* _AIM_
Update the records below, replacing every "simplified polygon" with "rough polygon" and leaving all else unchanged.

- - -

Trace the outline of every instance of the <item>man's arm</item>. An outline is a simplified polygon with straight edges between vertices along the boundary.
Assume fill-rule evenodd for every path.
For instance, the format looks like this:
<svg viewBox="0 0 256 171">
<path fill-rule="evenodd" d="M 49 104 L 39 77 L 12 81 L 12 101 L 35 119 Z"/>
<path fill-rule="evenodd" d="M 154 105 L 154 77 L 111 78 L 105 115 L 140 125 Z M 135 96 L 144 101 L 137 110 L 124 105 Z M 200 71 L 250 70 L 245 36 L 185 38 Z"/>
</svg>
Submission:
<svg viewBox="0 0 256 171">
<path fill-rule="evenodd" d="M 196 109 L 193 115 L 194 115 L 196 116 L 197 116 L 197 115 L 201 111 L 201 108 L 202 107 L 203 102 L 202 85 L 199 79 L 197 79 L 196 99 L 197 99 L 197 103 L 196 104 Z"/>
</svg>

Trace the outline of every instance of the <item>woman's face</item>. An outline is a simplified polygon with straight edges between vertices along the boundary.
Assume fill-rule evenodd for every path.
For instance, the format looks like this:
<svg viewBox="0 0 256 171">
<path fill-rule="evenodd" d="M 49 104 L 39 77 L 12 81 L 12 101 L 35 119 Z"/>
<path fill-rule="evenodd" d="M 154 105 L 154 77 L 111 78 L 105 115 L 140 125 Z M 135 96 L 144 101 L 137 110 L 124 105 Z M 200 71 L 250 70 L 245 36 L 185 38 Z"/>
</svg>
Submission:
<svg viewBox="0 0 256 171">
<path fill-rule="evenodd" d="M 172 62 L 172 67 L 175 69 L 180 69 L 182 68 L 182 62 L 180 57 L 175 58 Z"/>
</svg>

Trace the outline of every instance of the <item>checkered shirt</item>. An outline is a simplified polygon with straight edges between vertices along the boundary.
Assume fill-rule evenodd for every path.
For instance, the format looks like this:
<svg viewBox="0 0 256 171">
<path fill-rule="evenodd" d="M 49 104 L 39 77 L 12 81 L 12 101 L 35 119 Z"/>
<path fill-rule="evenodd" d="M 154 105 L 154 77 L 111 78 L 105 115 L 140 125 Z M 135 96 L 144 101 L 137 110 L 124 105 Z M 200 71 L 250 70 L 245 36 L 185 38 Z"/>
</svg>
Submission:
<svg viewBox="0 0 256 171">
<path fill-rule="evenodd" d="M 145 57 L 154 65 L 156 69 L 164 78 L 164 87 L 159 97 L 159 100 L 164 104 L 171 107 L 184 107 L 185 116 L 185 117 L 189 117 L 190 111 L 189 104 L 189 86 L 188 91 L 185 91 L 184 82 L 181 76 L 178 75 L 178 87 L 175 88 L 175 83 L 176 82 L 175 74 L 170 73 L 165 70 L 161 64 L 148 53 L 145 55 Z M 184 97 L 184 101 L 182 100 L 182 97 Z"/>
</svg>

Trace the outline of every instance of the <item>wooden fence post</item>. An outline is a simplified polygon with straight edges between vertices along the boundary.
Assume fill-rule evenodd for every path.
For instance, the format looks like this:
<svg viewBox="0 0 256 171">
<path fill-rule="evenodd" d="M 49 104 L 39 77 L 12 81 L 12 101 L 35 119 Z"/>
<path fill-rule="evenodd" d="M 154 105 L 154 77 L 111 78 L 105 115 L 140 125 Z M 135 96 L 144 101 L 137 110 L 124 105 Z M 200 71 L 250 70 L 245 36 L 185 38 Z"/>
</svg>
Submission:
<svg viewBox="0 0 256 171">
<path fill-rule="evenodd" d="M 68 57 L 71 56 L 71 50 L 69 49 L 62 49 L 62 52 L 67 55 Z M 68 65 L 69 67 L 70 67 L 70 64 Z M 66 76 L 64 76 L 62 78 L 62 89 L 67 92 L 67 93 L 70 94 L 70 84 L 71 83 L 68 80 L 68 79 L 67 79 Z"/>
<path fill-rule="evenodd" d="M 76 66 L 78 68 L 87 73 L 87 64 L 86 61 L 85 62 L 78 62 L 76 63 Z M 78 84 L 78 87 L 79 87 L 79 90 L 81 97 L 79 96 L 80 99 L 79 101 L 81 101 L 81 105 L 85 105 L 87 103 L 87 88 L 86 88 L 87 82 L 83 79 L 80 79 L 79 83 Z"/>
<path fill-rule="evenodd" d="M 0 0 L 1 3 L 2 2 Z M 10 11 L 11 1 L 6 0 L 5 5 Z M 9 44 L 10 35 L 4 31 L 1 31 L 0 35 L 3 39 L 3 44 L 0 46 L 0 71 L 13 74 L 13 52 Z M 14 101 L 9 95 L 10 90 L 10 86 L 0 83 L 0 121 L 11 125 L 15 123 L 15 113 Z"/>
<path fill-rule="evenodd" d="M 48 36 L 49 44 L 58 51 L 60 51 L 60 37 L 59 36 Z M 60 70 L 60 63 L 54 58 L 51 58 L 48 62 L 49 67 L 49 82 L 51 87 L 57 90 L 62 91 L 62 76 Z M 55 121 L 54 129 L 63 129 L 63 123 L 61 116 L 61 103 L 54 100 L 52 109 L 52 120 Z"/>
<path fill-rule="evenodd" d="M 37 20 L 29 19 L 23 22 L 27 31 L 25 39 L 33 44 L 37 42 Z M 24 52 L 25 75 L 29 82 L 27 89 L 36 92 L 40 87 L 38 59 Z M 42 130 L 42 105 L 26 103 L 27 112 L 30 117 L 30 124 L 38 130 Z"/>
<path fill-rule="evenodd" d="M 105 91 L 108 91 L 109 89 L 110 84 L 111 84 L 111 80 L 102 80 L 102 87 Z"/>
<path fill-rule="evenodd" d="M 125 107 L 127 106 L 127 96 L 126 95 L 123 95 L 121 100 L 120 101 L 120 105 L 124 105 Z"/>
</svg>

- - -

* _CORRECT RESULT_
Trace the outline of every instance of the <item>man's arm</item>. An outline is a rough polygon with straight edges between vertices along the boundary.
Assume fill-rule evenodd for every path.
For instance, the format looks like this:
<svg viewBox="0 0 256 171">
<path fill-rule="evenodd" d="M 49 104 L 39 77 L 12 81 L 12 101 L 35 119 Z"/>
<path fill-rule="evenodd" d="M 154 105 L 154 77 L 111 78 L 105 115 L 140 125 Z M 135 96 L 144 101 L 137 110 L 124 105 Z M 200 71 L 250 70 L 245 36 L 185 38 Z"/>
</svg>
Submission:
<svg viewBox="0 0 256 171">
<path fill-rule="evenodd" d="M 196 109 L 193 115 L 194 115 L 196 116 L 197 116 L 197 115 L 201 111 L 201 108 L 202 107 L 203 102 L 202 85 L 199 79 L 197 79 L 196 99 L 197 99 L 197 103 L 196 104 Z"/>
</svg>

Trace the outline of every instance of the <item>woman's face</item>. An outline is a rough polygon with straight edges between vertices along the boundary.
Assume fill-rule evenodd for every path.
For instance, the format looks like this:
<svg viewBox="0 0 256 171">
<path fill-rule="evenodd" d="M 49 104 L 39 77 L 12 81 L 12 101 L 35 119 Z"/>
<path fill-rule="evenodd" d="M 154 105 L 154 77 L 111 78 L 105 115 L 140 125 Z M 135 96 L 144 101 L 137 110 L 124 105 Z M 200 71 L 250 70 L 245 36 L 185 38 Z"/>
</svg>
Submission:
<svg viewBox="0 0 256 171">
<path fill-rule="evenodd" d="M 172 62 L 172 67 L 175 69 L 180 69 L 182 68 L 182 62 L 180 57 L 175 58 Z"/>
</svg>

Trace the outline of every instance of the <item>checkered shirt</item>. An outline is a rough polygon with straight edges between vertices along the boundary.
Assume fill-rule evenodd for every path.
For instance, the format looks like this:
<svg viewBox="0 0 256 171">
<path fill-rule="evenodd" d="M 49 104 L 39 77 L 12 81 L 12 101 L 35 119 Z"/>
<path fill-rule="evenodd" d="M 154 105 L 154 77 L 111 78 L 105 115 L 140 125 Z M 135 96 L 144 101 L 137 110 L 124 105 Z M 200 71 L 250 70 L 245 36 L 185 38 Z"/>
</svg>
Submission:
<svg viewBox="0 0 256 171">
<path fill-rule="evenodd" d="M 145 57 L 154 65 L 156 69 L 164 78 L 164 87 L 159 97 L 159 100 L 164 104 L 171 107 L 184 107 L 185 116 L 185 117 L 189 117 L 190 111 L 189 104 L 189 86 L 188 91 L 185 91 L 184 82 L 181 76 L 178 75 L 178 87 L 175 88 L 175 83 L 176 82 L 175 74 L 170 73 L 165 70 L 161 64 L 148 53 L 145 55 Z M 184 97 L 184 101 L 182 100 L 182 97 Z"/>
</svg>

Trace the outline of every instance of the <item>wooden fence post</item>. An outline is a rough polygon with straight edges between vertices along the boundary.
Assume fill-rule evenodd for every path.
For instance, the format looks like this:
<svg viewBox="0 0 256 171">
<path fill-rule="evenodd" d="M 49 104 L 39 77 L 12 81 L 12 101 L 35 119 Z"/>
<path fill-rule="evenodd" d="M 154 105 L 154 77 L 111 78 L 105 115 L 140 125 Z M 135 96 L 144 101 L 137 110 L 124 105 Z M 200 71 L 250 70 L 245 36 L 185 38 Z"/>
</svg>
Submission:
<svg viewBox="0 0 256 171">
<path fill-rule="evenodd" d="M 68 57 L 71 56 L 71 50 L 69 49 L 62 49 L 62 52 L 67 55 Z M 68 65 L 69 67 L 70 67 L 70 64 Z M 66 76 L 64 76 L 62 78 L 62 89 L 67 92 L 67 93 L 70 94 L 70 84 L 71 83 L 68 80 L 68 79 L 67 79 Z"/>
<path fill-rule="evenodd" d="M 76 66 L 78 68 L 87 73 L 87 64 L 86 61 L 85 62 L 78 62 L 76 63 Z M 78 84 L 78 87 L 79 87 L 79 90 L 81 97 L 79 96 L 80 99 L 79 101 L 81 101 L 81 105 L 85 105 L 87 103 L 87 88 L 86 88 L 87 82 L 83 79 L 80 79 L 79 83 Z"/>
<path fill-rule="evenodd" d="M 0 0 L 1 3 L 2 2 Z M 10 11 L 11 1 L 6 0 L 5 5 Z M 9 44 L 10 35 L 4 31 L 1 31 L 0 35 L 3 39 L 3 44 L 0 46 L 0 71 L 13 74 L 13 52 Z M 14 101 L 9 95 L 10 90 L 10 86 L 0 83 L 0 121 L 11 125 L 15 123 L 15 113 Z"/>
<path fill-rule="evenodd" d="M 48 36 L 49 44 L 58 51 L 60 51 L 60 37 L 59 36 Z M 60 70 L 60 63 L 54 58 L 51 58 L 48 62 L 49 67 L 49 82 L 51 87 L 57 90 L 62 91 L 62 76 Z M 55 121 L 54 129 L 63 129 L 63 123 L 61 116 L 61 103 L 54 100 L 52 109 L 52 120 Z"/>
<path fill-rule="evenodd" d="M 37 20 L 29 19 L 23 22 L 27 31 L 25 39 L 33 44 L 37 42 Z M 24 52 L 25 75 L 29 82 L 27 89 L 36 92 L 40 87 L 38 59 Z M 42 130 L 42 105 L 26 103 L 27 112 L 30 117 L 30 124 L 38 130 Z"/>
<path fill-rule="evenodd" d="M 105 91 L 108 91 L 109 89 L 110 84 L 111 84 L 111 80 L 102 80 L 102 87 Z"/>
<path fill-rule="evenodd" d="M 125 107 L 127 106 L 127 96 L 126 95 L 123 95 L 121 100 L 120 101 L 120 105 L 124 105 Z"/>
</svg>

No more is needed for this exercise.